- **WRITTEN TASK**
Return the lines beginning at the one that contains "[locate] black gloves" and continuing to the end of the entries, including both ends, exactly as written and nothing else.
───── TASK INPUT ─────
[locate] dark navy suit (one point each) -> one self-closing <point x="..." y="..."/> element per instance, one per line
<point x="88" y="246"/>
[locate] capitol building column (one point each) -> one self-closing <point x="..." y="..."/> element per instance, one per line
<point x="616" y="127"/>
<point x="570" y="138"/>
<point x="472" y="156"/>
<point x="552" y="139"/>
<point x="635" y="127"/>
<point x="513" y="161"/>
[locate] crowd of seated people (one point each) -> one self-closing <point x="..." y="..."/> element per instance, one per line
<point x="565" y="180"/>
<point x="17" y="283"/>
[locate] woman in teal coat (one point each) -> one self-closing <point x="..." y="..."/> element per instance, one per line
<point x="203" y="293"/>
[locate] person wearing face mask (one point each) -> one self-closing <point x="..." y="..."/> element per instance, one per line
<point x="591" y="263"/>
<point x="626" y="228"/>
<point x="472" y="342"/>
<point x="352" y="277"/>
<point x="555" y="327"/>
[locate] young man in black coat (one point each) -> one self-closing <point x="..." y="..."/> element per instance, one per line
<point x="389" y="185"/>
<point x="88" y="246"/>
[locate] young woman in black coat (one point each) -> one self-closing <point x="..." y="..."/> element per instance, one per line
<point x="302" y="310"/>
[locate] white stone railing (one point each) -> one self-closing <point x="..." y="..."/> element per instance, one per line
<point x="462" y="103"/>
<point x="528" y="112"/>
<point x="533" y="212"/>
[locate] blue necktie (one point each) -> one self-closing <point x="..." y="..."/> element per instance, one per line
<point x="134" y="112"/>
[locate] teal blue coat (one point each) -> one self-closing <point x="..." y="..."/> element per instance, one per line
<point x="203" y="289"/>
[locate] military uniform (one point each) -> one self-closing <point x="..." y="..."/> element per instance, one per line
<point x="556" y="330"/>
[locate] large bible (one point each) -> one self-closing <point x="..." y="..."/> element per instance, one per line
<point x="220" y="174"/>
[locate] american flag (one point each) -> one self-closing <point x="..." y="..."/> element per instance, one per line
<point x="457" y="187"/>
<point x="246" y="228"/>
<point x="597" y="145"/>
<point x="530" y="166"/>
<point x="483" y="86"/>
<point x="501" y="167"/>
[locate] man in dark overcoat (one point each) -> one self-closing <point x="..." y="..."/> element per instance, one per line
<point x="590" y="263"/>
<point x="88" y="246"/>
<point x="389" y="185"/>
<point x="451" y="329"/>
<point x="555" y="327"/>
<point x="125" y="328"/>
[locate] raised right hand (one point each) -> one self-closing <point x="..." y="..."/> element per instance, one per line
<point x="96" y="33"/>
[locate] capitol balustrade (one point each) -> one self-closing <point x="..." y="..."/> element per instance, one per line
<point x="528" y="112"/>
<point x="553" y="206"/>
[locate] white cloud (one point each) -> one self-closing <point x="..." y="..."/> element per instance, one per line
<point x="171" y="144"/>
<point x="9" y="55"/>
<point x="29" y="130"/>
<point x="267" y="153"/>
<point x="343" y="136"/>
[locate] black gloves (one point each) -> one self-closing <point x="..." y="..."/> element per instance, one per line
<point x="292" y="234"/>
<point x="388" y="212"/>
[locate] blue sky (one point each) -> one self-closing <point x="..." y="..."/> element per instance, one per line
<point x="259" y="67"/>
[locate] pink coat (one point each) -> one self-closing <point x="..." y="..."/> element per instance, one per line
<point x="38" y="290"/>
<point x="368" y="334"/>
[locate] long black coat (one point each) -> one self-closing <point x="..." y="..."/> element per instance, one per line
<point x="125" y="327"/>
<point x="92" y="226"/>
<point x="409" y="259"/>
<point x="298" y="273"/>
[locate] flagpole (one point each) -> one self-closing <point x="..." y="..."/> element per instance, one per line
─────
- **THE OUTPUT**
[locate] black gloves (one point each) -> one self-closing <point x="..." y="..."/> element per instance, one per line
<point x="292" y="234"/>
<point x="388" y="212"/>
[locate] blue sky (one point each) -> one self-closing <point x="..." y="..."/> element per instance, one per line
<point x="259" y="67"/>
[locate] pink coat (one point each) -> one self-closing <point x="..." y="..."/> element per instance, one per line
<point x="38" y="290"/>
<point x="368" y="334"/>
[locate] long black coat (one point each) -> one self-closing <point x="..." y="..."/> element per instance, one per line
<point x="125" y="327"/>
<point x="92" y="226"/>
<point x="409" y="259"/>
<point x="298" y="273"/>
[locate] flagpole (one point each) -> one self-closing <point x="..." y="..."/> element per instance, one per line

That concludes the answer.